* **STATED GOAL**
Return every line of the material that contains the word "handle".

* **STORED DATA**
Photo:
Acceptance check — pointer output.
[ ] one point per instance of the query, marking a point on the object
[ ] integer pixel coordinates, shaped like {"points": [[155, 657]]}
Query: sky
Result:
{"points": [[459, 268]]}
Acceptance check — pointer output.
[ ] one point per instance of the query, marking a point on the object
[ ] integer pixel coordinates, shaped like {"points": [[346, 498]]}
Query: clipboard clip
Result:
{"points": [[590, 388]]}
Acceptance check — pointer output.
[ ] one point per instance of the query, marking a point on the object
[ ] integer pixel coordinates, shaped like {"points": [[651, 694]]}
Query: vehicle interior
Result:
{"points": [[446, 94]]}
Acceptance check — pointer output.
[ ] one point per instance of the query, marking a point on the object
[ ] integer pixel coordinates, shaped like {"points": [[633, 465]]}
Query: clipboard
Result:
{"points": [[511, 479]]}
---
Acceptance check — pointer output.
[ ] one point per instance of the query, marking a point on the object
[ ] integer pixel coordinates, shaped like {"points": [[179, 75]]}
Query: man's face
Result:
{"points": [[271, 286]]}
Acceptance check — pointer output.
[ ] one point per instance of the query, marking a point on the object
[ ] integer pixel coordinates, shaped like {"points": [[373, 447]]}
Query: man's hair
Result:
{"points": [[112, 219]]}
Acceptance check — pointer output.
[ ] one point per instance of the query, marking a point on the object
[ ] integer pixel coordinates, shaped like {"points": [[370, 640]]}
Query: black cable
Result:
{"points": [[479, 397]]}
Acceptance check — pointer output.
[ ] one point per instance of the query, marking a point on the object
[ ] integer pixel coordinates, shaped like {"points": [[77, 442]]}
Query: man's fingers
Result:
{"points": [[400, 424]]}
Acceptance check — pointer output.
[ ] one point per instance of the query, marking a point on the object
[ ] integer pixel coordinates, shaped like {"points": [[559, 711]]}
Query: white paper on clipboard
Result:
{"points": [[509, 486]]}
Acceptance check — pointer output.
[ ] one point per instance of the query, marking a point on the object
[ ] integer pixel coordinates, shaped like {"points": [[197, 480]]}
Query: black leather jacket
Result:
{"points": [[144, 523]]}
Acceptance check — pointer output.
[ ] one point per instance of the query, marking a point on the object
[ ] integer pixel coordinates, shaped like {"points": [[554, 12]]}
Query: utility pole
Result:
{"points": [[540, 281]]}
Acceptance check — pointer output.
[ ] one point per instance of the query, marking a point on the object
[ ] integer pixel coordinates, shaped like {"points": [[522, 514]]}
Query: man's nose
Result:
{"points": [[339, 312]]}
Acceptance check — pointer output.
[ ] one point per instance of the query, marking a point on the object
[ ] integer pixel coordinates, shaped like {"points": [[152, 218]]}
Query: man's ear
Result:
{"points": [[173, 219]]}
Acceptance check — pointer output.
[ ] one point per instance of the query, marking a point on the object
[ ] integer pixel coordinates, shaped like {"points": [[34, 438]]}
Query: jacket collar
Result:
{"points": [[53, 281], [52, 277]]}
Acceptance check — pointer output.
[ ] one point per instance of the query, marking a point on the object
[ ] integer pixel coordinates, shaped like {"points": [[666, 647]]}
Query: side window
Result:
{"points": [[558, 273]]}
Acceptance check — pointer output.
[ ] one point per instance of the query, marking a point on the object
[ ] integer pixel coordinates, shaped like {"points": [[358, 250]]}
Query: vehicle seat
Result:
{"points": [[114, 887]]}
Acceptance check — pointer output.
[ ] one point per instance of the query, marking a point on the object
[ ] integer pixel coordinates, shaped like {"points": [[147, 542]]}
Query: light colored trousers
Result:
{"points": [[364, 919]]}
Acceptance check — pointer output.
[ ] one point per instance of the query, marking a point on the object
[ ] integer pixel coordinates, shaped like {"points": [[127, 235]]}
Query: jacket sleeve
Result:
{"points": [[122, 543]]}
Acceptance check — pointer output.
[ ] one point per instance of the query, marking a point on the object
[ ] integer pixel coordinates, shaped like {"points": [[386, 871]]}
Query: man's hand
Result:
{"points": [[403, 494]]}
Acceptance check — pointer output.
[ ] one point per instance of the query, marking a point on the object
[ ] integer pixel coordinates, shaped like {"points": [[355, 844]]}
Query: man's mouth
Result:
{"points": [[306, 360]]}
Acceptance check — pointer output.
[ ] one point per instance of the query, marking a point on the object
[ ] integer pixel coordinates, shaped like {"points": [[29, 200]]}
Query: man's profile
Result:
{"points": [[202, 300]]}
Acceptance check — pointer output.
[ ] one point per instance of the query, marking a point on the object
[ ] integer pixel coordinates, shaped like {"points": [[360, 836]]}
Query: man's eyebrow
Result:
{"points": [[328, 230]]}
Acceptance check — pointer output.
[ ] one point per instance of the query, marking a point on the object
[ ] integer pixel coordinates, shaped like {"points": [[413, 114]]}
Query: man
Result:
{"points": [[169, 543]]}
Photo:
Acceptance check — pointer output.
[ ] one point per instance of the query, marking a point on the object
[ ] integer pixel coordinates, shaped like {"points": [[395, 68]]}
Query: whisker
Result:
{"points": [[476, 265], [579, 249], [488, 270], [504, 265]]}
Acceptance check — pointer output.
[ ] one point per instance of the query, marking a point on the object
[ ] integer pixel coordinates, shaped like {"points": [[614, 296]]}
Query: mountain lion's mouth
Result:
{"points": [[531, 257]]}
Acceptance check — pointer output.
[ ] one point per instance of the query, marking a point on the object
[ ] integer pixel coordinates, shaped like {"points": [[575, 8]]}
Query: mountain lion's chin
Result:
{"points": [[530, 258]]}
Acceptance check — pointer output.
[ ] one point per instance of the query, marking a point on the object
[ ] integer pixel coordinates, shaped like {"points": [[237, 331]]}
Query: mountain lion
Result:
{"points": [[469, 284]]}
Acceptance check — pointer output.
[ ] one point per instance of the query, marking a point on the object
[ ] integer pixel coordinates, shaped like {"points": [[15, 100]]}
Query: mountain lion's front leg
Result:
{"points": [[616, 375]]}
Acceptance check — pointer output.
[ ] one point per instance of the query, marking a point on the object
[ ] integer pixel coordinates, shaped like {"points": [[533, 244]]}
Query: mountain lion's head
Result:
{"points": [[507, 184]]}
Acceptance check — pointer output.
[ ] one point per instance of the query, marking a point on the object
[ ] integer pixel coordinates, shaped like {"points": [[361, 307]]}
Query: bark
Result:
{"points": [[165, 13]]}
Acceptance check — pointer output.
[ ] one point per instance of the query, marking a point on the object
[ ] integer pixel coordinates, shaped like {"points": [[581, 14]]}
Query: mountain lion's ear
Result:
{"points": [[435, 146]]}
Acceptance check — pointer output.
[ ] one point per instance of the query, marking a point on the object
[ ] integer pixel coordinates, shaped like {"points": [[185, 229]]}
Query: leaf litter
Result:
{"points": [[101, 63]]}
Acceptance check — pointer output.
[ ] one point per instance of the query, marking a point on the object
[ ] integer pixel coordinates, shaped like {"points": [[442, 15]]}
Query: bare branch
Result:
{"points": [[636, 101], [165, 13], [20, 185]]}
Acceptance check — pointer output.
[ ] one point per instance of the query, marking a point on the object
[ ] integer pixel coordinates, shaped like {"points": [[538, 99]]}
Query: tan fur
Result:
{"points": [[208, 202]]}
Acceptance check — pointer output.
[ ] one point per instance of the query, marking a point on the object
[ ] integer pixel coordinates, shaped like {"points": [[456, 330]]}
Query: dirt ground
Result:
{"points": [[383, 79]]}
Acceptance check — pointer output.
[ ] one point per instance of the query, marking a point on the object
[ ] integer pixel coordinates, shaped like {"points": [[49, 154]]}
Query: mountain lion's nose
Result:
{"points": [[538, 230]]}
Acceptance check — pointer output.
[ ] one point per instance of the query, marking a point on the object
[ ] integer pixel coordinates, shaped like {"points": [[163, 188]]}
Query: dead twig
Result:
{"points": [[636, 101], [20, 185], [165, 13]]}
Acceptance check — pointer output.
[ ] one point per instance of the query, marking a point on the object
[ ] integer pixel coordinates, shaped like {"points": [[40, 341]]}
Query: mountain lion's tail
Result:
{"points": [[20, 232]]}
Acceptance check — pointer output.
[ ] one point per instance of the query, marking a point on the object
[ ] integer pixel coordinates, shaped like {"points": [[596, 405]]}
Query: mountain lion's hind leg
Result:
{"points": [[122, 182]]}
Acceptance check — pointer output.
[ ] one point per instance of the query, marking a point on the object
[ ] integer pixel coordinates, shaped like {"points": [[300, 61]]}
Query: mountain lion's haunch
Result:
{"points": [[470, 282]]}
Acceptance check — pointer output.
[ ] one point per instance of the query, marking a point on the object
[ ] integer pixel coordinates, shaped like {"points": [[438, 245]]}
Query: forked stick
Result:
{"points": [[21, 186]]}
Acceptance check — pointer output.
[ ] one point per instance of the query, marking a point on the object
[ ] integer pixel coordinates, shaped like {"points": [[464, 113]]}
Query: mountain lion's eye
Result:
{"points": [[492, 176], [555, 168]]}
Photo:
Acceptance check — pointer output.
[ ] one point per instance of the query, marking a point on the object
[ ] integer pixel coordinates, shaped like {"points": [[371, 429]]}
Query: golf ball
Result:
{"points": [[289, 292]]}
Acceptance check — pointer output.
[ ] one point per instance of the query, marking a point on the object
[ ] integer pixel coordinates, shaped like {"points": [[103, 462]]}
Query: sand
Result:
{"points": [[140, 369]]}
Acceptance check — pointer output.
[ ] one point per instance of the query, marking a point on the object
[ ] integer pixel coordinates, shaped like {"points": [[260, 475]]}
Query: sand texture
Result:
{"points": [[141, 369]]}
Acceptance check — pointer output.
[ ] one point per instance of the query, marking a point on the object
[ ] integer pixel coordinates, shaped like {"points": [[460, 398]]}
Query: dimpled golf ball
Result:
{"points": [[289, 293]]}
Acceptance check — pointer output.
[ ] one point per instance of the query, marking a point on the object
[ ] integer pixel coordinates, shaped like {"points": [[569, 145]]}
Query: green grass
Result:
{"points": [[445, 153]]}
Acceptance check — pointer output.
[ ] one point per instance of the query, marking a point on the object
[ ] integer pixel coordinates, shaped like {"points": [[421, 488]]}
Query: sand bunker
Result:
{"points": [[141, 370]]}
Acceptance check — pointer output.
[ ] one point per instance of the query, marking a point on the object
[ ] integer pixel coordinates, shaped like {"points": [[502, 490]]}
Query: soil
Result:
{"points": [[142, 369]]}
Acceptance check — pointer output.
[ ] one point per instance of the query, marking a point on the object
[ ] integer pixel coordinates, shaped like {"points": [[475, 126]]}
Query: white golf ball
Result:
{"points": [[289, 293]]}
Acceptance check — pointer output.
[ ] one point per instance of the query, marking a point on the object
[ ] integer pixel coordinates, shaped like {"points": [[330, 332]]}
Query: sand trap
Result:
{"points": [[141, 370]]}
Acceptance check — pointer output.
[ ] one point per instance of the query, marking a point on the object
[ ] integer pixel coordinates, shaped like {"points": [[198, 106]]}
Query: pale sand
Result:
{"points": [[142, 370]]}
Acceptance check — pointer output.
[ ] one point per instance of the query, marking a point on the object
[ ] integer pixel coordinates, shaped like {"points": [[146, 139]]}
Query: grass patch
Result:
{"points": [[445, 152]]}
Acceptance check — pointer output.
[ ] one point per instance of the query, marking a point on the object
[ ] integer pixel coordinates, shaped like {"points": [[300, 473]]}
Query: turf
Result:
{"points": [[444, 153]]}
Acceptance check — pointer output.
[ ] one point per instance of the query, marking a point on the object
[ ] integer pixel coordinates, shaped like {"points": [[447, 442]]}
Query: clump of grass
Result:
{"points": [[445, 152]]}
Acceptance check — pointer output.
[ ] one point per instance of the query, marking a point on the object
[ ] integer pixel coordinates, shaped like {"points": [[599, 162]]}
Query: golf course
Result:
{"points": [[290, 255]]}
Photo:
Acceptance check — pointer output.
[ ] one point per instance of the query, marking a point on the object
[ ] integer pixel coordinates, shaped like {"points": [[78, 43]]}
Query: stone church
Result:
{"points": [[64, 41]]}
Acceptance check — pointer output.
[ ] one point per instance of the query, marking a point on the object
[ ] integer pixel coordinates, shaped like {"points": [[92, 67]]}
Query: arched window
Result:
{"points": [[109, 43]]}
---
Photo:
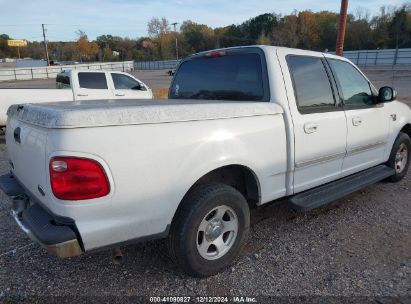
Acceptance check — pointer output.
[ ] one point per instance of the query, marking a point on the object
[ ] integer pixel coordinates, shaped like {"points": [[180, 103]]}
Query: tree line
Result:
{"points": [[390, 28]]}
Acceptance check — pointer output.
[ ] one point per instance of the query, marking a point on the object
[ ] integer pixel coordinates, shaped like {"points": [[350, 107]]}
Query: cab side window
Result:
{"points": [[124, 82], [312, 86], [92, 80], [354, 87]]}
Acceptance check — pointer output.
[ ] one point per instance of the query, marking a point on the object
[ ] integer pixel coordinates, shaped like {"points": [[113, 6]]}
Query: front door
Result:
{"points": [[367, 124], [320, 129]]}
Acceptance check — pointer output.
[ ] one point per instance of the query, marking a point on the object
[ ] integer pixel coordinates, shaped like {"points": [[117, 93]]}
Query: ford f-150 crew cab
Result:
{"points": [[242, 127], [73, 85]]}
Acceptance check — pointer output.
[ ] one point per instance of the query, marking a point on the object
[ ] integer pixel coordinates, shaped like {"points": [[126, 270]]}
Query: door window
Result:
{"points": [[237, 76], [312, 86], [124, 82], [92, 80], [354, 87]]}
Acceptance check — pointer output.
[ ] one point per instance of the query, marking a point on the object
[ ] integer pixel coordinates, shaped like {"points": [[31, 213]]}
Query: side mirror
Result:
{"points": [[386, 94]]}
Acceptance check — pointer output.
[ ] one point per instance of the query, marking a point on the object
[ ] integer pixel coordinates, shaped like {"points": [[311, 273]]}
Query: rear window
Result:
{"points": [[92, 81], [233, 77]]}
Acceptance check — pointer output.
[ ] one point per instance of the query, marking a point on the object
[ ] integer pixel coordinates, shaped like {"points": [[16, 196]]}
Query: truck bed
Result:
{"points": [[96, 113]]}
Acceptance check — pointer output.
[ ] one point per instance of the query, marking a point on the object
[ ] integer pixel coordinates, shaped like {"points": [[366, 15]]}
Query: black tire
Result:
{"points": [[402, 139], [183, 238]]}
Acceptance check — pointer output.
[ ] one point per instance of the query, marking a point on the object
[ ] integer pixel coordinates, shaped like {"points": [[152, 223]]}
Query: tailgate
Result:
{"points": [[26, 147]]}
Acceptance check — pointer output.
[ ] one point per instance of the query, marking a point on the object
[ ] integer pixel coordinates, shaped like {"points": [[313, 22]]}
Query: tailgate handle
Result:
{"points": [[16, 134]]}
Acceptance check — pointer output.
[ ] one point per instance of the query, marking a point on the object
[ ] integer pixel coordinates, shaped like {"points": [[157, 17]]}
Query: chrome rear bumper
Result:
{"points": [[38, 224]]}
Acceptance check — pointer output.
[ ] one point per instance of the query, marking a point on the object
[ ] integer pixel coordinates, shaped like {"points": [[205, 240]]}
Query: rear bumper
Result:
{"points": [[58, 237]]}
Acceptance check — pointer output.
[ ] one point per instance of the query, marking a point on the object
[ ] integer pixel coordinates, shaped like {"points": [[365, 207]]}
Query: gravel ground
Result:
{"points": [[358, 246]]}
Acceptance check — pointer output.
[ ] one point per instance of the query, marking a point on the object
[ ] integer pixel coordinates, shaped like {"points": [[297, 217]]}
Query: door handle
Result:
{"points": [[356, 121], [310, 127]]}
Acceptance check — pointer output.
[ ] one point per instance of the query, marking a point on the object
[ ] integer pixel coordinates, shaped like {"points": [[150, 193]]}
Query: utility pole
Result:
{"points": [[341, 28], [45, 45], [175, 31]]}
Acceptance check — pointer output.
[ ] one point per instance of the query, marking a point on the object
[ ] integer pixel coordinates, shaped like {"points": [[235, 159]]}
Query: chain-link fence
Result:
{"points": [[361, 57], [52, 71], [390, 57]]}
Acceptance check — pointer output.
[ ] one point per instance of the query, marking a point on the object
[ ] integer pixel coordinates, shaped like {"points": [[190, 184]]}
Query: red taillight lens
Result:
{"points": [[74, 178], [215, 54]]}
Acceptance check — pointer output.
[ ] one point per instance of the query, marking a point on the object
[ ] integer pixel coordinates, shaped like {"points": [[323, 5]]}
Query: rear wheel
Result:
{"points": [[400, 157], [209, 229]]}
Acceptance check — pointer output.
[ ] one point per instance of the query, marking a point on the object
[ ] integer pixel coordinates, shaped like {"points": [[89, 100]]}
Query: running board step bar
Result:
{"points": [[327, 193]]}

* **FULL OUTPUT**
Query: tailgate handle
Query: door handle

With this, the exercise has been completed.